Count the lines in the entries below that contain the word "Return", treating uppercase and lowercase letters as distinct. Reply with that number alone.

▶ [Working data]:
■ ■ ■ ■ ■
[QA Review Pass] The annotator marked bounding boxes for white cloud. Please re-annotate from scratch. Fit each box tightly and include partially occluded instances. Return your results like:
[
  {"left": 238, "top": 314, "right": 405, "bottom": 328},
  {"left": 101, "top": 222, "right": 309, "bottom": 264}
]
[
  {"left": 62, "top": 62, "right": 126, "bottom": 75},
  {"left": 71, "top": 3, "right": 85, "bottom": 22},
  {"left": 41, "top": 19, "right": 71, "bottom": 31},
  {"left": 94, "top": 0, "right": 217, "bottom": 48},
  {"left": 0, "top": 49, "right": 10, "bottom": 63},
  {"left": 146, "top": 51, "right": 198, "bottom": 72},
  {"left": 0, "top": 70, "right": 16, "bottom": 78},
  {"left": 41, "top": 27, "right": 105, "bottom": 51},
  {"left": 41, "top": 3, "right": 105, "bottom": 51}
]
■ ■ ■ ■ ■
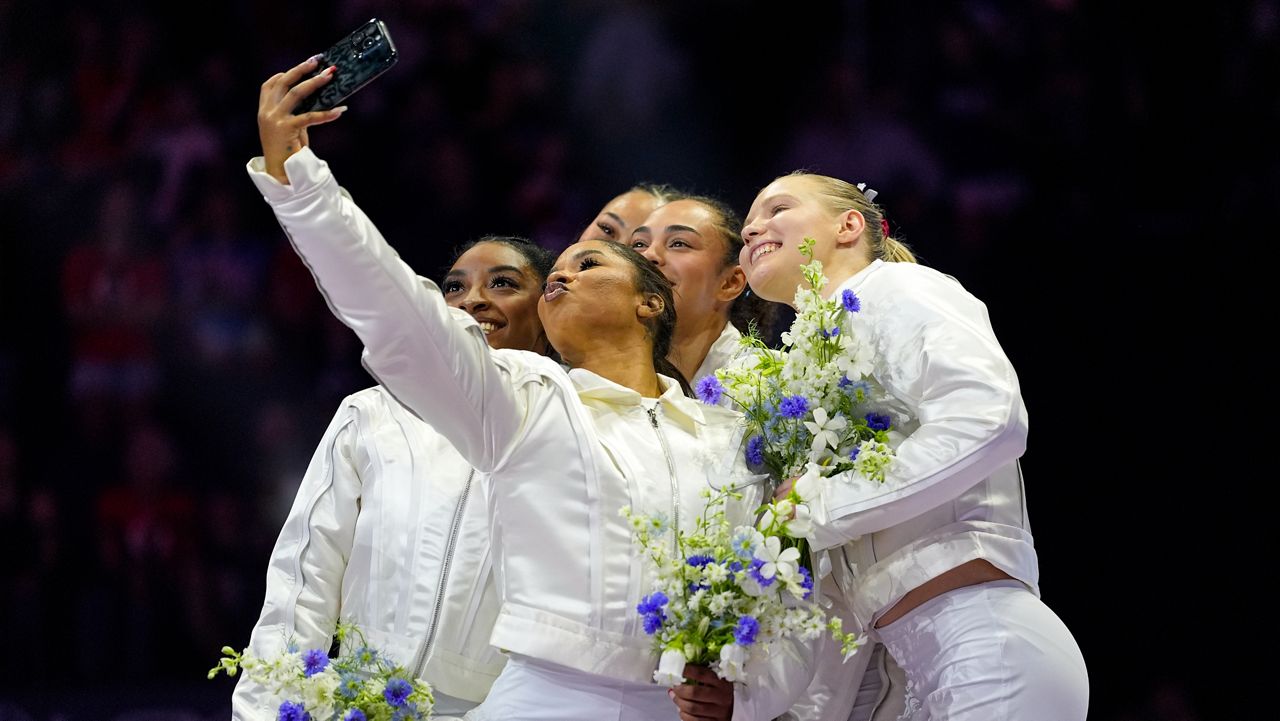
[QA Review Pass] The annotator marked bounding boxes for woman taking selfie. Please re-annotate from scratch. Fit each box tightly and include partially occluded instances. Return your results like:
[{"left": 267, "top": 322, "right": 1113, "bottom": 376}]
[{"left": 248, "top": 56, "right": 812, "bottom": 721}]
■ ■ ■ ■ ■
▶ [Response to the exercise]:
2